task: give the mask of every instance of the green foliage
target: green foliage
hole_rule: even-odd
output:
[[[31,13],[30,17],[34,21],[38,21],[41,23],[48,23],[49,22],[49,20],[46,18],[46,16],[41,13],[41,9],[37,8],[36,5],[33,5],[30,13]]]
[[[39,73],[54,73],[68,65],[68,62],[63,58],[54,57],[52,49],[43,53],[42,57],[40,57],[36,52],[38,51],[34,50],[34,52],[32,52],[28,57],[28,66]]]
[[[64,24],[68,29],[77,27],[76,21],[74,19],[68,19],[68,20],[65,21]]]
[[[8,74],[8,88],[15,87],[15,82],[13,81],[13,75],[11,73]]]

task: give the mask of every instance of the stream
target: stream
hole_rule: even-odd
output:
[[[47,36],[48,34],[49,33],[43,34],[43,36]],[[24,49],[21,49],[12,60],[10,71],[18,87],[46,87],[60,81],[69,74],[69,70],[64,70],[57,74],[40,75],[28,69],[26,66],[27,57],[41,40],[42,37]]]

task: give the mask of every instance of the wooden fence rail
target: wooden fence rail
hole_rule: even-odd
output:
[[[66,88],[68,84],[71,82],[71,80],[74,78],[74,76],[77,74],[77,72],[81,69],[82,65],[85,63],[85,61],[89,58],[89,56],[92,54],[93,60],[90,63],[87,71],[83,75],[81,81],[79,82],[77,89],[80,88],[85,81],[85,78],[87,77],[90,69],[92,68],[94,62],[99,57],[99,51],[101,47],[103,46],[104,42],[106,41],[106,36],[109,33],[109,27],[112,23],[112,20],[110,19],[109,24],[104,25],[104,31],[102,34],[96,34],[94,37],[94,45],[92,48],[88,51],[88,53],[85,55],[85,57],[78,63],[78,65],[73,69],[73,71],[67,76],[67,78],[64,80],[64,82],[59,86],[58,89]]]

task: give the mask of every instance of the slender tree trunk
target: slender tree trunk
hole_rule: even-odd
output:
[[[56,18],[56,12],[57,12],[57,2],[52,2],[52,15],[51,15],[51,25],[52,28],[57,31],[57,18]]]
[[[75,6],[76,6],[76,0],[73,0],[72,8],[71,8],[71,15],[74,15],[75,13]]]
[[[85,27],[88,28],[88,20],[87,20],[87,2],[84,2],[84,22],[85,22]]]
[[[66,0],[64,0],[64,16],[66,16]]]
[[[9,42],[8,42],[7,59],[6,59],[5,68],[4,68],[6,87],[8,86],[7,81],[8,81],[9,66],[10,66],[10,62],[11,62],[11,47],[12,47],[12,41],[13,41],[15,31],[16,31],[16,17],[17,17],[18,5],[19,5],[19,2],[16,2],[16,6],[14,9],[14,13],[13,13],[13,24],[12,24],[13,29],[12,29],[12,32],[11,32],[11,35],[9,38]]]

☆ ☆ ☆ ☆

§ Exercise brief
Reproduce every line of the records above verbatim, from the first line through the last, with no changes.

§ Result of the task
task: give the mask of every instance of the green foliage
target: green foliage
hole_rule: even-odd
output:
[[[31,13],[30,17],[34,21],[38,21],[41,23],[48,23],[49,22],[49,20],[46,18],[46,16],[41,13],[41,9],[37,8],[36,5],[33,5],[30,13]]]
[[[39,73],[54,73],[68,65],[68,62],[63,58],[54,57],[52,49],[43,53],[42,57],[40,57],[36,52],[38,51],[34,50],[34,52],[32,52],[28,57],[28,66]]]
[[[64,24],[68,29],[77,27],[76,21],[74,19],[68,19],[68,20],[65,21]]]
[[[8,74],[8,88],[15,87],[15,82],[13,81],[13,75],[11,73]]]

task: give the mask of every instance of the stream
target: stream
hole_rule: even-odd
output:
[[[47,36],[48,34],[49,33],[43,34],[43,36]],[[24,49],[21,49],[12,60],[10,71],[18,87],[46,87],[60,81],[69,74],[69,70],[64,70],[57,74],[40,75],[28,69],[26,66],[27,57],[41,40],[42,37]]]

task: give the mask of every instance of the wooden fence rail
target: wooden fence rail
hole_rule: even-odd
output:
[[[66,88],[68,84],[71,82],[71,80],[74,78],[74,76],[77,74],[77,72],[81,69],[82,65],[85,63],[85,61],[89,58],[89,56],[92,54],[93,60],[90,63],[87,71],[83,75],[81,81],[79,82],[77,89],[80,88],[85,81],[85,78],[87,77],[90,69],[92,68],[94,62],[99,57],[99,51],[101,47],[103,46],[104,42],[106,41],[106,36],[109,33],[109,27],[112,23],[112,20],[110,19],[109,24],[104,25],[104,31],[102,34],[96,34],[94,37],[94,45],[92,48],[88,51],[88,53],[85,55],[85,57],[78,63],[78,65],[73,69],[73,71],[67,76],[67,78],[64,80],[64,82],[59,86],[58,89]]]

task: give the mask of every instance of the slender tree trunk
target: slender tree trunk
hole_rule: even-odd
output:
[[[56,18],[56,12],[57,12],[57,2],[52,2],[52,15],[51,15],[51,25],[52,28],[57,31],[57,18]]]
[[[75,6],[76,6],[76,0],[73,0],[72,8],[71,8],[71,15],[74,15],[75,13]]]
[[[85,27],[88,28],[88,20],[87,20],[87,2],[84,2],[84,22],[85,22]]]
[[[66,0],[64,0],[64,16],[66,16]]]
[[[9,42],[8,42],[7,59],[6,59],[5,68],[4,68],[6,87],[8,86],[7,81],[8,81],[9,66],[10,66],[10,62],[11,62],[11,47],[12,47],[12,41],[13,41],[15,31],[16,31],[16,17],[17,17],[18,5],[19,5],[19,2],[16,2],[16,6],[14,9],[14,13],[13,13],[13,24],[12,24],[13,29],[12,29],[12,32],[11,32],[11,35],[9,38]]]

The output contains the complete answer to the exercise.